• 元の文章:
────────────────────
国際情報

最近のハリウッド映画の中国人はなぜ「いい人」ばかりなのか

 今年のアカデミー賞で7部門を受賞し世界的大ヒットとなった『ゼロ・グラビティ』では中国の宇宙船が大活躍。リメイクされた『ロボコップ』のロボは中国製。近年のハリウッド映画に“中国礼賛”が目立つのはなぜか。在ロサンゼルスのジャーナリスト、高濱賛氏が報告する。

 * * *
 最近、ハリウッド映画で中国の存在感が際立っている。その大半は中国の歴史や文化、経済や産業の発展ぶりをストーリーの背景にあえて使う、好意的なものだ。登場する中国人も、かつて多かった「カンフーを駆使する悪役」のイメージとはほど遠い。
────────────────────
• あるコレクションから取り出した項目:
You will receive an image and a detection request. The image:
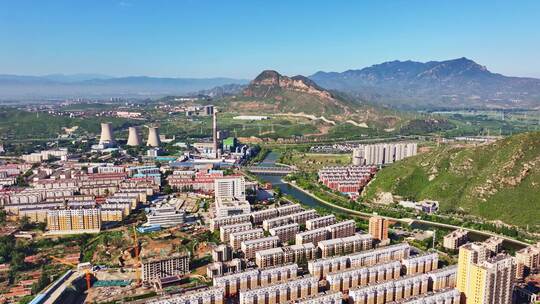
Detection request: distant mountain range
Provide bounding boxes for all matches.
[213,70,401,128]
[309,58,540,108]
[0,74,248,100]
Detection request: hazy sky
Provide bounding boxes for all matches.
[0,0,540,78]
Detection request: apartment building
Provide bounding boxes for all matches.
[229,228,264,251]
[206,259,242,278]
[369,216,389,244]
[251,208,279,225]
[47,207,101,234]
[308,243,410,279]
[318,166,377,195]
[276,204,304,216]
[243,236,279,259]
[295,227,329,246]
[263,209,319,231]
[259,264,298,287]
[484,236,503,256]
[516,242,540,278]
[210,214,251,232]
[306,214,336,230]
[219,222,253,243]
[146,287,225,304]
[212,244,233,262]
[146,206,186,227]
[239,276,319,304]
[296,220,356,246]
[318,234,373,258]
[296,291,343,304]
[268,223,300,243]
[326,261,401,291]
[213,264,298,297]
[214,176,246,199]
[457,243,516,304]
[325,220,356,239]
[349,274,429,304]
[141,253,189,282]
[443,229,469,250]
[391,288,460,304]
[428,265,457,291]
[353,142,418,165]
[401,252,439,275]
[255,243,317,268]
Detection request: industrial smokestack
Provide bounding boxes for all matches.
[99,122,114,145]
[212,109,219,158]
[146,127,161,147]
[127,127,142,147]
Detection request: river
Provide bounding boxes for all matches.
[258,152,524,251]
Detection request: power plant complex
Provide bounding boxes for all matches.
[146,127,161,147]
[127,127,142,147]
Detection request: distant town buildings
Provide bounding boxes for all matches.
[398,200,439,213]
[318,166,377,195]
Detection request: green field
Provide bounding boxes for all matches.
[364,132,540,229]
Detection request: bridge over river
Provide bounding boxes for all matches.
[246,166,296,175]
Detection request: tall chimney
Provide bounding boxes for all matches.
[212,109,218,158]
[146,127,161,147]
[127,127,142,147]
[99,122,114,145]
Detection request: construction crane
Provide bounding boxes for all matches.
[50,255,92,290]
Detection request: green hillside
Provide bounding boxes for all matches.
[363,132,540,228]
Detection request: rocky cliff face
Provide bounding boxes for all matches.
[243,70,334,100]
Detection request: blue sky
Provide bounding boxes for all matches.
[0,0,540,78]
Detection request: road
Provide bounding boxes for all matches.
[282,180,530,247]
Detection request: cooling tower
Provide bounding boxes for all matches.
[146,127,161,147]
[99,122,114,145]
[127,127,142,147]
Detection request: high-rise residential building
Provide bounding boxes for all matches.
[214,176,246,199]
[349,274,430,304]
[243,236,279,259]
[141,253,189,282]
[239,276,319,304]
[457,243,516,304]
[401,252,439,275]
[147,287,225,304]
[229,228,264,251]
[353,142,418,166]
[326,261,401,291]
[369,216,388,243]
[516,242,540,278]
[306,214,336,230]
[443,229,469,250]
[47,207,101,234]
[219,222,253,243]
[268,223,300,243]
[212,244,233,262]
[484,236,503,255]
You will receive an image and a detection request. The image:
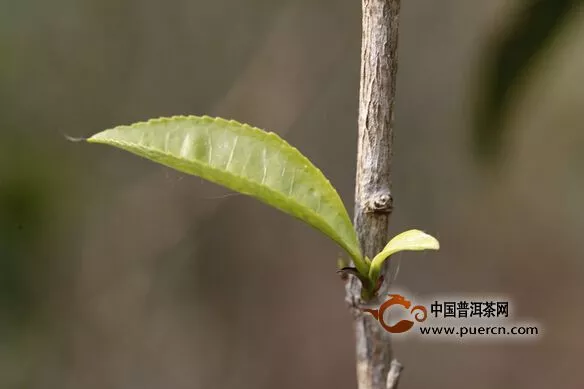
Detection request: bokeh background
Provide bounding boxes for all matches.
[0,0,584,389]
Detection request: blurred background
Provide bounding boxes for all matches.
[0,0,584,389]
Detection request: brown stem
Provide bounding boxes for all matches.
[347,0,401,389]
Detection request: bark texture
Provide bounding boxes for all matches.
[347,0,401,389]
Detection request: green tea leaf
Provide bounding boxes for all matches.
[88,116,368,274]
[369,230,440,281]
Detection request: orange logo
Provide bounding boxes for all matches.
[363,294,428,334]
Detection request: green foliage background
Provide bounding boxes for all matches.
[0,0,584,389]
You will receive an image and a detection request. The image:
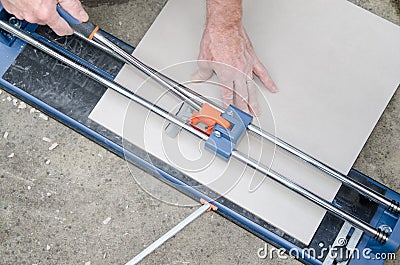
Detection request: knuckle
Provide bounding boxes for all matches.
[35,8,51,23]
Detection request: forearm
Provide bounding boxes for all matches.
[207,0,242,30]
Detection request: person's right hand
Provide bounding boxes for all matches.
[0,0,89,36]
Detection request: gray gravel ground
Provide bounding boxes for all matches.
[0,0,400,265]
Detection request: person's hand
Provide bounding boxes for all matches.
[0,0,89,36]
[192,0,277,115]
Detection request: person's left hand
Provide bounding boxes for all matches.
[192,23,277,115]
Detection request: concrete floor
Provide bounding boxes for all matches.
[0,0,400,265]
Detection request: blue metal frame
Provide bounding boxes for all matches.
[0,9,400,265]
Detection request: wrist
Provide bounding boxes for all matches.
[206,0,242,31]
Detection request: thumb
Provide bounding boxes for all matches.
[58,0,89,22]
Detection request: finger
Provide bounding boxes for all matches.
[253,58,278,93]
[220,80,233,108]
[247,80,262,116]
[47,9,74,36]
[58,0,89,22]
[191,61,213,82]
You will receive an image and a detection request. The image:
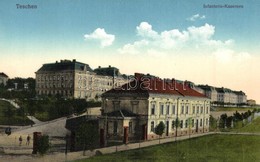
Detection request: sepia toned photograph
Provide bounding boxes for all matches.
[0,0,260,162]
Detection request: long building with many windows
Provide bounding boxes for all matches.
[99,74,210,141]
[35,60,127,100]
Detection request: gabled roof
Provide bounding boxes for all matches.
[94,66,121,76]
[102,74,206,98]
[107,109,138,117]
[37,60,93,72]
[0,73,8,78]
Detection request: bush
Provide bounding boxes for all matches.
[37,135,51,155]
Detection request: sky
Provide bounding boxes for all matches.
[0,0,260,103]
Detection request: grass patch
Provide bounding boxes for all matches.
[75,135,260,162]
[0,100,33,125]
[233,117,260,133]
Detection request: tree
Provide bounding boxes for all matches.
[37,135,51,155]
[76,121,99,155]
[219,114,227,128]
[187,117,192,138]
[175,118,180,141]
[155,121,165,143]
[3,104,15,119]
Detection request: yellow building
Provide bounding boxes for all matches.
[100,74,210,143]
[35,60,127,100]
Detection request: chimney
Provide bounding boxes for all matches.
[135,73,144,80]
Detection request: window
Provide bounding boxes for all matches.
[128,122,133,133]
[113,121,117,134]
[172,105,175,114]
[181,105,184,114]
[160,104,163,115]
[172,120,175,129]
[151,121,154,132]
[166,105,170,115]
[180,120,183,128]
[151,103,155,115]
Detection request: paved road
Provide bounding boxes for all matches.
[0,98,20,109]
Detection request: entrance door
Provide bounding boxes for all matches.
[166,121,169,136]
[196,119,199,132]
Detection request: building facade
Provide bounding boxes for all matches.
[198,85,247,106]
[35,60,127,100]
[100,74,210,143]
[0,73,8,86]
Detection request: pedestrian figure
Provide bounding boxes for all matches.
[26,134,31,146]
[19,136,23,146]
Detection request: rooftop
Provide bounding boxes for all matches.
[103,73,206,98]
[0,72,8,78]
[37,59,93,72]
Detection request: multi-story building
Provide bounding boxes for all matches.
[99,74,210,143]
[0,73,8,86]
[35,60,127,100]
[195,85,218,102]
[233,91,247,104]
[197,85,247,106]
[247,99,256,106]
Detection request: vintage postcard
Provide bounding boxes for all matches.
[0,0,260,162]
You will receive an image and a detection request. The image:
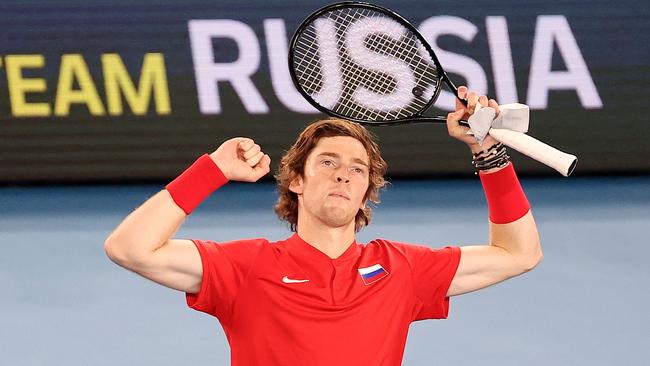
────────────────────
• 課題の内容: ハリウッド映画の中国人についての記事で、近年のハリウッド映画に「中国礼賛」が目立つと言う根拠として、冒頭でどんな映画の例が挙げられているか説明してください。

• 課題の答え: アカデミー賞で7部門を受賞した『ゼロ・グラビティ』で中国の宇宙船が大活躍すること、そしてリメイクされた『ロボコップ』のロボが中国製であることの2つです。